TEXT SHOWN:
* * * * *

Whether or not, under the act of 1894, as amended in 1905, power to entertain the action was vested exclusively in the circuit court of the district wherein the contract was to be performed, is the question which was presented to the court below and answered in the affirmative; and the correctness of that answer turns upon the nature of the action and the provisions of the statute.
According to the declaration, the contract for the construction of the building had been satisfactorily performed, full payment therefor had been made to the contractor, the conditions of the bond had been breached only by his failure to pay designated subcontractors for labor and materials used in the construction of the building, and the object sought to be attained was the adjudication and enforcement of those demands, unaccompanied by any pecuniary demand of the United States. Manifestly, therefore, the action, although brought by the United States, was essentially one in hehalf of the subcontractors, and the respective interests of the United States and the subcontractors therein were in no wise different from what they would have been had the action been brought in the [222 U.S. 199, 203] name of the United States by the subcontractors, for the use and benefit of the latter.
The statute, whilst authorizing persons holding unpaid demands for labor or materials to bring such an action in the name of the United States, expressly requires that it be brought 'in the circuit court of the United States in the district in which said contract was to be performed and executed, irrespective of the amount in controversy, and not elsewhere;' and also provides that only one such action shall be brought, and that it shall be so instituted and conducted, in point of notice and otherwise, that all demands of that class may be adjudicated therein and included in a single recovery.

* * * * *

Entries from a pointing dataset
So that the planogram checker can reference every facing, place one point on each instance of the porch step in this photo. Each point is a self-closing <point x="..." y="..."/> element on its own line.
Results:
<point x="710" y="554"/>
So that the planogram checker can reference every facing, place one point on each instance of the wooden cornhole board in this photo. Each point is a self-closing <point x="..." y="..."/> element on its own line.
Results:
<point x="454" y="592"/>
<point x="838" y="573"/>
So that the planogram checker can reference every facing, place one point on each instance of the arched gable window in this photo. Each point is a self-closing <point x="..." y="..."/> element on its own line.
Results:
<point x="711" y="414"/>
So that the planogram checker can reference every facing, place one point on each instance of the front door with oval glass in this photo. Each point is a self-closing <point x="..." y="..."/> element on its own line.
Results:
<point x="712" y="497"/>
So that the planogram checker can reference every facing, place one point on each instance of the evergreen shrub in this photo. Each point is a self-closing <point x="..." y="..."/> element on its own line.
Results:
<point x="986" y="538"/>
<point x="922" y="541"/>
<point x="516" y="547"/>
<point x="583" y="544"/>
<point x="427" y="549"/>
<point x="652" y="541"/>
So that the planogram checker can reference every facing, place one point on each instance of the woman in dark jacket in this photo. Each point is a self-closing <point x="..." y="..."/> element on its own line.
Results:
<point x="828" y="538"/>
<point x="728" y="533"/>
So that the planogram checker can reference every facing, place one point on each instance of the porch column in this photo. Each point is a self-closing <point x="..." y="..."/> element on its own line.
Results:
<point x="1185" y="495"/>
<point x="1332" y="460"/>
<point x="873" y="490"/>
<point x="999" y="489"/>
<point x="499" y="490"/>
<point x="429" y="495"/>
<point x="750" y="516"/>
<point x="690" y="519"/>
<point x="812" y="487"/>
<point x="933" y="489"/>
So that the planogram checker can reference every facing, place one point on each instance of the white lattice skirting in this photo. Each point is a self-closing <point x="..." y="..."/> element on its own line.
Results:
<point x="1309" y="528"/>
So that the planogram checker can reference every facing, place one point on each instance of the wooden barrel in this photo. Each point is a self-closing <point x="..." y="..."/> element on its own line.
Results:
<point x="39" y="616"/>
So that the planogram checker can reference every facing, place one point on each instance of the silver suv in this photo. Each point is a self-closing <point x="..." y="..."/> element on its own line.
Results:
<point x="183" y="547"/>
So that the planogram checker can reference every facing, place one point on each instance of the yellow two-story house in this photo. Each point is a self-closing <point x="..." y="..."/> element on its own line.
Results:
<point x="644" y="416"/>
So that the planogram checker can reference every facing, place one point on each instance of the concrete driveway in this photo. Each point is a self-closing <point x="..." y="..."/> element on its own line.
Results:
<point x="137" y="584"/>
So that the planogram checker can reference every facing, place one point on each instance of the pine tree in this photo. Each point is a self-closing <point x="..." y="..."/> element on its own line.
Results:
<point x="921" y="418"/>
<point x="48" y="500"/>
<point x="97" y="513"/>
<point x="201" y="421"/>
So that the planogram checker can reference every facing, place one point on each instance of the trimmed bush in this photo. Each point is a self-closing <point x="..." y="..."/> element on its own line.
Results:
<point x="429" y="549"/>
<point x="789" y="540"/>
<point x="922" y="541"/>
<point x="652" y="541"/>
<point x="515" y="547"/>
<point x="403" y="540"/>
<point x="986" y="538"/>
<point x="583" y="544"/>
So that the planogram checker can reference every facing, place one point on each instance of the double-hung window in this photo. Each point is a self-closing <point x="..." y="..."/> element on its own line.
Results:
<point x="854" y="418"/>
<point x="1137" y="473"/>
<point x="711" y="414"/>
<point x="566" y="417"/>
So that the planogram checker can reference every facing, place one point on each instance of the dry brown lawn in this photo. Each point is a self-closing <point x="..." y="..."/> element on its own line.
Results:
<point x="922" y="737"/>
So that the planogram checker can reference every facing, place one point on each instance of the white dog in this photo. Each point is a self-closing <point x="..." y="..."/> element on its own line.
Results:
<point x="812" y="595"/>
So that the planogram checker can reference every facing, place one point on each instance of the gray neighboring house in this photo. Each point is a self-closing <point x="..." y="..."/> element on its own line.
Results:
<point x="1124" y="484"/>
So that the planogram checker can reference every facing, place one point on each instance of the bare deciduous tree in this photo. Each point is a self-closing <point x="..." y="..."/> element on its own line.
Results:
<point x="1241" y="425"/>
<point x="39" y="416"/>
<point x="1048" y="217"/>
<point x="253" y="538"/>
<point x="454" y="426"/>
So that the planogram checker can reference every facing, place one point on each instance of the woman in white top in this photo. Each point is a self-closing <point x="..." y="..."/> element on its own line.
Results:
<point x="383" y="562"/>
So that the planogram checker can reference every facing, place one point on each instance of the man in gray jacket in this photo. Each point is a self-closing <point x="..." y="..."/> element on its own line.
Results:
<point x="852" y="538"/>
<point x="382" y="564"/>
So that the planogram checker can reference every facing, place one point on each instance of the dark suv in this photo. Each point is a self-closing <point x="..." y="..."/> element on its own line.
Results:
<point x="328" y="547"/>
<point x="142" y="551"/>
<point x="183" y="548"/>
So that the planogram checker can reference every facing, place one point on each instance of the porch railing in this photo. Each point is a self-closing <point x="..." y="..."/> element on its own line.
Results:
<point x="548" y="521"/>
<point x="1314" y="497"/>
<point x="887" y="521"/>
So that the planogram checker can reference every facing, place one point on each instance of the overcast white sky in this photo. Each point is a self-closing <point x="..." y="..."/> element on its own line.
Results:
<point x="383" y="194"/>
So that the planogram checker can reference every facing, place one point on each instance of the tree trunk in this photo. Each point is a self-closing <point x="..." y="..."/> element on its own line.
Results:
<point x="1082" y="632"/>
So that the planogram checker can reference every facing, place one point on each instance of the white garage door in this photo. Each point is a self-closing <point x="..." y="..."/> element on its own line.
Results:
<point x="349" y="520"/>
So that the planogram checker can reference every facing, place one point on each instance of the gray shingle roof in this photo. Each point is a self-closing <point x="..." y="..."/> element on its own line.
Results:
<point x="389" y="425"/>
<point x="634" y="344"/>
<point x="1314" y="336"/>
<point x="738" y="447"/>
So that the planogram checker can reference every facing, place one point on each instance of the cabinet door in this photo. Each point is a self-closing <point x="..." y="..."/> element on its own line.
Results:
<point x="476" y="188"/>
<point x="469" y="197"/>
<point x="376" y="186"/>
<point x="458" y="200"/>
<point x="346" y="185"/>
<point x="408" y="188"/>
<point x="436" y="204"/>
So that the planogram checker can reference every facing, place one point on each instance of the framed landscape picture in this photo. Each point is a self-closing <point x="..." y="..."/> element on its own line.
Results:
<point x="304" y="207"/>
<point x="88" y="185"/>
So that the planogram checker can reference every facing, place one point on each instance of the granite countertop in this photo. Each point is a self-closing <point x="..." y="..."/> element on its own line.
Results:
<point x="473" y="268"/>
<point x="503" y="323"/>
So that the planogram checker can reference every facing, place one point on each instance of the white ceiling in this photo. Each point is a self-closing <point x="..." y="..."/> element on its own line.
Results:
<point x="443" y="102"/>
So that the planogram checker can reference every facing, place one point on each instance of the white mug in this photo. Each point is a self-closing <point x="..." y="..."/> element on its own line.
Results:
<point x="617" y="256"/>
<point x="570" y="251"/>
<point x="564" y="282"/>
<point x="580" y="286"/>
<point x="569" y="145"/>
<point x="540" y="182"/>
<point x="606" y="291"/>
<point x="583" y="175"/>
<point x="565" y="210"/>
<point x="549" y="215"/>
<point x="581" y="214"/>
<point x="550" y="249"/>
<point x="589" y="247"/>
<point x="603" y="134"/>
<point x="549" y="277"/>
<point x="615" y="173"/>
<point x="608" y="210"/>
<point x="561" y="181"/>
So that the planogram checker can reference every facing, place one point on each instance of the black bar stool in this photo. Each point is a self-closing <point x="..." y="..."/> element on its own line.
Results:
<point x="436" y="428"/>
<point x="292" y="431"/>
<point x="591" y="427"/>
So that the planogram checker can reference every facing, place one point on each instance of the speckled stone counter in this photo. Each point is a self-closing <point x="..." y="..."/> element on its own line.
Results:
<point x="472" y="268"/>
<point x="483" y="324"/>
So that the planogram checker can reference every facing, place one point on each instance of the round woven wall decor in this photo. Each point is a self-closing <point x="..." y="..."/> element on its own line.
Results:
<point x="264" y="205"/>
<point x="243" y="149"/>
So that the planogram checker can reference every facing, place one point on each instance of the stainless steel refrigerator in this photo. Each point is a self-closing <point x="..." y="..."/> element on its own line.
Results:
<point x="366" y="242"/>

* * * * *

SET TASK 1: Write out the passage on the 1894 act word for word, in full.
SET TASK 2: Pick out every line of the listing that contains the string "wooden", matching case exactly.

PROBLEM SOLUTION 1:
Whether or not, under the act of 1894, as amended in 1905, power to entertain the action was vested exclusively in the circuit court of the district wherein the contract was to be performed, is the question which was presented to the court below and answered in the affirmative; and the correctness of that answer turns upon the nature of the action and the provisions of the statute.
According to the declaration, the contract for the construction of the building had been satisfactorily performed, full payment therefor had been made to the contractor, the conditions of the bond had been breached only by his failure to pay designated subcontractors for labor and materials used in the construction of the building, and the object sought to be attained was the adjudication and enforcement of those demands, unaccompanied by any pecuniary demand of the United States. Manifestly, therefore, the action, although brought by the United States, was essentially one in hehalf of the subcontractors, and the respective interests of the United States and the subcontractors therein were in no wise different from what they would have been had the action been brought in the [222 U.S. 199, 203] name of the United States by the subcontractors, for the use and benefit of the latter.
The statute, whilst authorizing persons holding unpaid demands for labor or materials to bring such an action in the name of the United States, expressly requires that it be brought 'in the circuit court of the United States in the district in which said contract was to be performed and executed, irrespective of the amount in controversy, and not elsewhere;' and also provides that only one such action shall be brought, and that it shall be so instituted and conducted, in point of notice and otherwise, that all demands of that class may be adjudicated therein and included in a single recovery.

PROBLEM SOLUTION 2:
So that the planogram checker can reference every facing, place one point on each instance of the wooden cornhole board in this photo. Each point is a self-closing <point x="..." y="..."/> element on its own line.
So that the planogram checker can reference every facing, place one point on each instance of the wooden barrel in this photo. Each point is a self-closing <point x="..." y="..."/> element on its own line.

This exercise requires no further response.